• **Task to carry out**
Starting with the line that holds "Expected: one point per instance of the orange", repeat each line through the last one below, exactly. Pictures stay out.
======
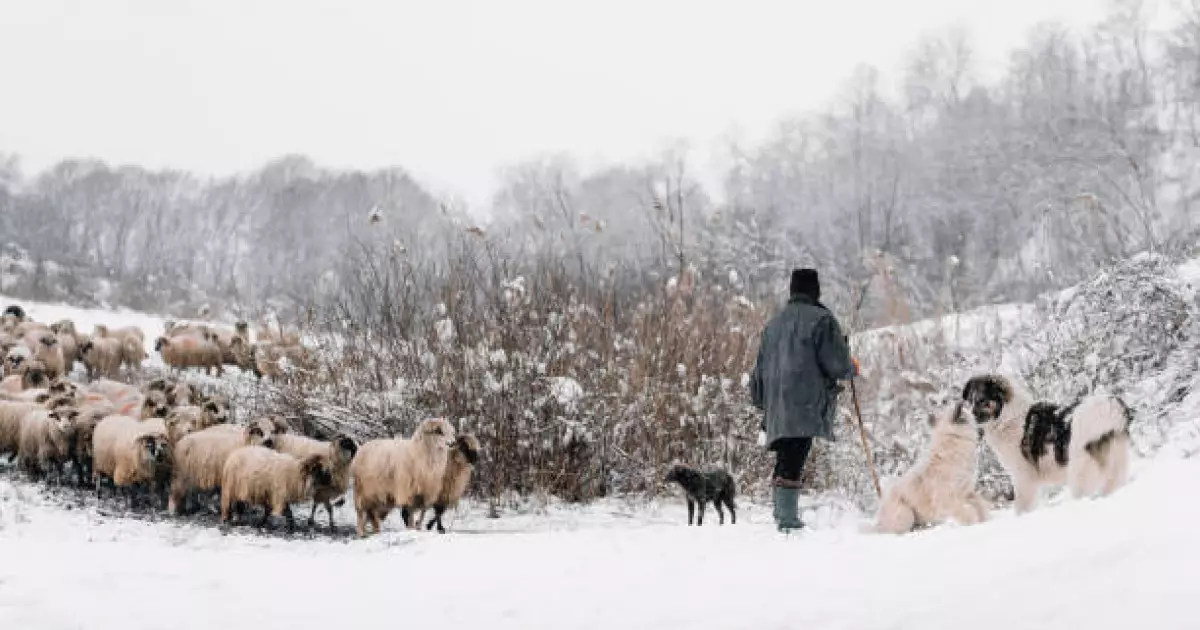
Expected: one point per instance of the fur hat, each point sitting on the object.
(805, 282)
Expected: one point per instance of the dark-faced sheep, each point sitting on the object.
(198, 459)
(45, 441)
(400, 472)
(460, 467)
(101, 357)
(340, 451)
(257, 475)
(185, 352)
(129, 451)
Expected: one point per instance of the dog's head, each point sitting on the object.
(987, 395)
(677, 474)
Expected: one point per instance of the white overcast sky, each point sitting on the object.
(448, 89)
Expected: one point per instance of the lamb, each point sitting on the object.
(456, 478)
(45, 348)
(941, 485)
(262, 477)
(131, 343)
(16, 358)
(69, 340)
(30, 376)
(184, 352)
(178, 393)
(400, 472)
(79, 450)
(340, 453)
(129, 451)
(101, 357)
(45, 441)
(277, 361)
(199, 459)
(211, 413)
(11, 415)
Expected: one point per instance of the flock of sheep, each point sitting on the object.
(179, 445)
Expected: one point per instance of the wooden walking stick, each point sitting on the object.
(862, 433)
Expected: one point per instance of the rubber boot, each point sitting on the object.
(786, 502)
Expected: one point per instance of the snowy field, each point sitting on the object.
(1129, 561)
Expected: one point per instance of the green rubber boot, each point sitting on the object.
(786, 501)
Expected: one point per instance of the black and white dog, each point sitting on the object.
(714, 486)
(1084, 445)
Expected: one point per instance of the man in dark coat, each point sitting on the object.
(802, 358)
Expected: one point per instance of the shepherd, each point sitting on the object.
(802, 358)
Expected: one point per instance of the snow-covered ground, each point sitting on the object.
(1131, 561)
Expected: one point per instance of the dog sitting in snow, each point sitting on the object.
(1084, 445)
(941, 485)
(714, 486)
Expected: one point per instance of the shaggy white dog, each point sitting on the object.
(1084, 445)
(941, 485)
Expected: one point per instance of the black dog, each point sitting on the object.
(714, 486)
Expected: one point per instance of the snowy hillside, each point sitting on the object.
(1127, 561)
(1131, 561)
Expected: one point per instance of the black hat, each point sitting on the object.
(805, 282)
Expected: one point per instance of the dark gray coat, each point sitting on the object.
(795, 383)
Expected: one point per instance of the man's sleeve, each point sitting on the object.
(833, 352)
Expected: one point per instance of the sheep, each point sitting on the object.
(30, 376)
(400, 472)
(202, 417)
(101, 357)
(11, 415)
(279, 361)
(340, 451)
(129, 451)
(46, 348)
(70, 341)
(127, 400)
(274, 480)
(15, 358)
(131, 343)
(79, 450)
(199, 459)
(178, 393)
(45, 441)
(455, 480)
(184, 352)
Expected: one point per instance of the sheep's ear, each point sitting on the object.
(348, 448)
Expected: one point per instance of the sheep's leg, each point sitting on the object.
(1026, 491)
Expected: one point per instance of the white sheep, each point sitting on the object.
(45, 441)
(129, 451)
(257, 475)
(340, 451)
(400, 472)
(198, 459)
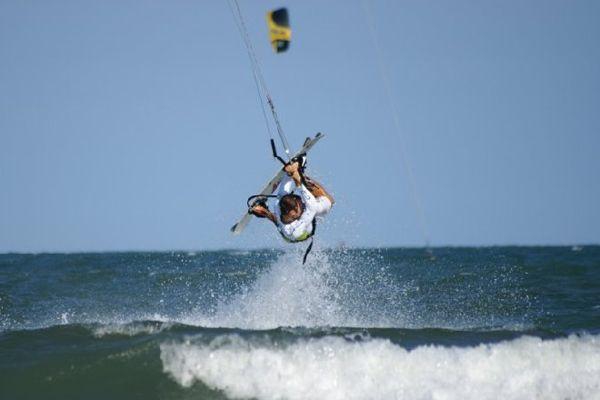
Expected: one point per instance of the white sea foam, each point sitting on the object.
(130, 329)
(335, 368)
(292, 294)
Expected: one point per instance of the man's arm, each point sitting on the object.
(316, 189)
(261, 211)
(313, 186)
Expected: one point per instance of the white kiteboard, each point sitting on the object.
(270, 187)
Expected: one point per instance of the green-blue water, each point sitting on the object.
(460, 323)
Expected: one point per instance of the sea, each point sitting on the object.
(387, 323)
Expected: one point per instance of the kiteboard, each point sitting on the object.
(270, 187)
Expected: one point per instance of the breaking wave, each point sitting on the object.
(338, 368)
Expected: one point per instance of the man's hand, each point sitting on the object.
(260, 211)
(293, 170)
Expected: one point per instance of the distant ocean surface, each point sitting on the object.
(459, 323)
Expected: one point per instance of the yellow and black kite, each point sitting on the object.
(280, 32)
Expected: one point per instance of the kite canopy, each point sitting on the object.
(280, 32)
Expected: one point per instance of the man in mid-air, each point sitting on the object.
(300, 200)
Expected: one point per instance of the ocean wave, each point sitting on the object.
(131, 329)
(337, 368)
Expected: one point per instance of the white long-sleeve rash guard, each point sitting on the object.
(302, 228)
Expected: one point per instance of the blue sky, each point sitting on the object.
(135, 125)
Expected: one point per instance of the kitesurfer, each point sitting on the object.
(300, 200)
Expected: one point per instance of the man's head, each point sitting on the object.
(291, 208)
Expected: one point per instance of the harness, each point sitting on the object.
(262, 200)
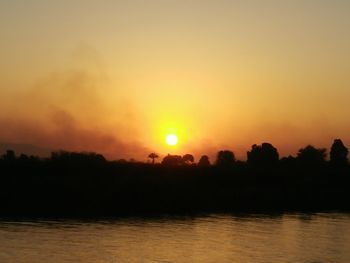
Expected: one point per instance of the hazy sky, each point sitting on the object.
(117, 76)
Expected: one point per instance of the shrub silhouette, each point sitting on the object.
(339, 154)
(264, 155)
(225, 158)
(188, 158)
(311, 156)
(172, 160)
(153, 156)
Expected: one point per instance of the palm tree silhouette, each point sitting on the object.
(153, 156)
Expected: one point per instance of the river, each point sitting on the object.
(323, 237)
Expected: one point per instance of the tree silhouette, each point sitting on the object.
(263, 155)
(9, 156)
(311, 156)
(172, 160)
(204, 161)
(188, 158)
(153, 156)
(339, 153)
(225, 158)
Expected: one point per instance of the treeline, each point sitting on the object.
(259, 156)
(86, 184)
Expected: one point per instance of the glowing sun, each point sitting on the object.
(171, 139)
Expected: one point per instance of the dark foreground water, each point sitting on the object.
(215, 238)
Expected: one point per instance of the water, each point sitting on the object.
(216, 238)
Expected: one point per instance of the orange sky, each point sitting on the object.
(117, 76)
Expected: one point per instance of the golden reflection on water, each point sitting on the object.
(216, 238)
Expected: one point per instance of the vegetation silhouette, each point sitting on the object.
(339, 154)
(263, 155)
(153, 156)
(225, 158)
(71, 184)
(204, 161)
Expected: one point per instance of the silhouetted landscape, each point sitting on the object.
(71, 184)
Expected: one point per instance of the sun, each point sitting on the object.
(171, 139)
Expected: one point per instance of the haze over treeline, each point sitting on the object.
(115, 77)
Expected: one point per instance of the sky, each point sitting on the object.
(117, 76)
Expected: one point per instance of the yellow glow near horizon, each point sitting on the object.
(171, 139)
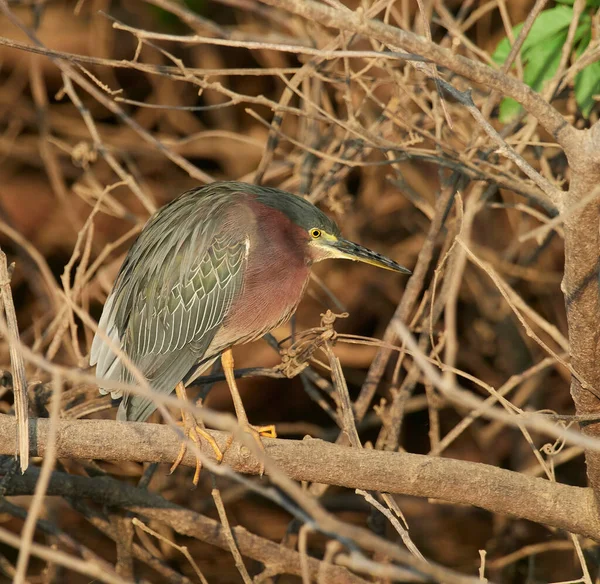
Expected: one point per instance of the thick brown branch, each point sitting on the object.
(455, 481)
(115, 494)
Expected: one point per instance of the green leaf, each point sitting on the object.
(546, 26)
(587, 84)
(541, 64)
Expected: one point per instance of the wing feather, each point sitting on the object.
======
• **Response to this task**
Expected: one point per instance of the orange sky, each point sitting on the object.
(117, 76)
Expected: one point per instance of the golden reflection on water, each point sitting on the object.
(216, 238)
Expected: one point per instance of the vegetation silhouette, each point sitting on the object.
(339, 154)
(263, 155)
(153, 156)
(225, 158)
(71, 184)
(204, 161)
Expected: one point per instance of the silhouetted landscape, each point sitting on the object.
(71, 184)
Expected: one point per instance of the sun, each point sitting on the object.
(171, 139)
Expected: one point per instance of the haze over treeline, each point sitting on the object.
(115, 77)
Expected: one point per instance of the sky, each point sitting on the object.
(117, 76)
Expected: one point per instance of the yellow glow near horizon, each point sitting on the object.
(171, 139)
Expected: one point per instance of the thick brown branch, each point sitting on the object.
(455, 481)
(115, 494)
Expected: one point per instance of the green leaf, each point sitting on the object.
(546, 26)
(587, 84)
(541, 64)
Expected: one point per instance of the wing feather, each point sitting on the object.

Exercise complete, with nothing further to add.